TASK TO COMPLETE
Render the items starting at the line that contains "Outline brown curled" and ending at the line that contains "[[159, 153, 196, 172], [14, 92, 87, 171]]" as a two-column CSV with the headers input and output. Give one row per item, with its text and its answer each in a single quoted field and any line breaks replaced by spaces.
** Start PROVIDED INFORMATION **
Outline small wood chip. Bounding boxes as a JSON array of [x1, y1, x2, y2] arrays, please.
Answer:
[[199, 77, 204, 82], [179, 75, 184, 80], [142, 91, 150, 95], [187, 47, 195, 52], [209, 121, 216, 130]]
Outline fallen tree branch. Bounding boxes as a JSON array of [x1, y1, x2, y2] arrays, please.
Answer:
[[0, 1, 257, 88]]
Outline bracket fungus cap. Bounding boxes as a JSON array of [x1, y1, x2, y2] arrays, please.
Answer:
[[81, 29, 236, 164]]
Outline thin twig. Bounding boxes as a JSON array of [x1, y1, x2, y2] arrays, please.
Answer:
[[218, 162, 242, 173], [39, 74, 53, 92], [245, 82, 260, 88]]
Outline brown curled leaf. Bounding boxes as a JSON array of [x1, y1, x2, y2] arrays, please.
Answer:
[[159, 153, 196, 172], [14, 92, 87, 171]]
** End PROVIDED INFORMATION **
** Start PROVIDED INFORMATION **
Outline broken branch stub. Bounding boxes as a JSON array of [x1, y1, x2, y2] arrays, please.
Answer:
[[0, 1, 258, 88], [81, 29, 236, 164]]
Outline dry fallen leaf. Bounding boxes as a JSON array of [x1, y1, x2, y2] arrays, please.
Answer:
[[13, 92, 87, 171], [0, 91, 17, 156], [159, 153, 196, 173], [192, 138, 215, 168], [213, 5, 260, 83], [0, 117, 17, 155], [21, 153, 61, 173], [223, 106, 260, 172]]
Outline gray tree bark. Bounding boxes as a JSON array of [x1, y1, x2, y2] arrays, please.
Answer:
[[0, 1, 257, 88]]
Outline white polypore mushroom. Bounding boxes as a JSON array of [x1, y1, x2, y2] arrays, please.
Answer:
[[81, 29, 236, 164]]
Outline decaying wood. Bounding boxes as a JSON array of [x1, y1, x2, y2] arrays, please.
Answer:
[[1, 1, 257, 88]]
** End PROVIDED INFORMATION **
EXERCISE OUTPUT
input,output
"Outline brown curled leaf. Bounding boxes as a JSON array of [x1, y1, x2, y2] arrays, please. Answer:","[[159, 153, 196, 172], [14, 92, 87, 171]]"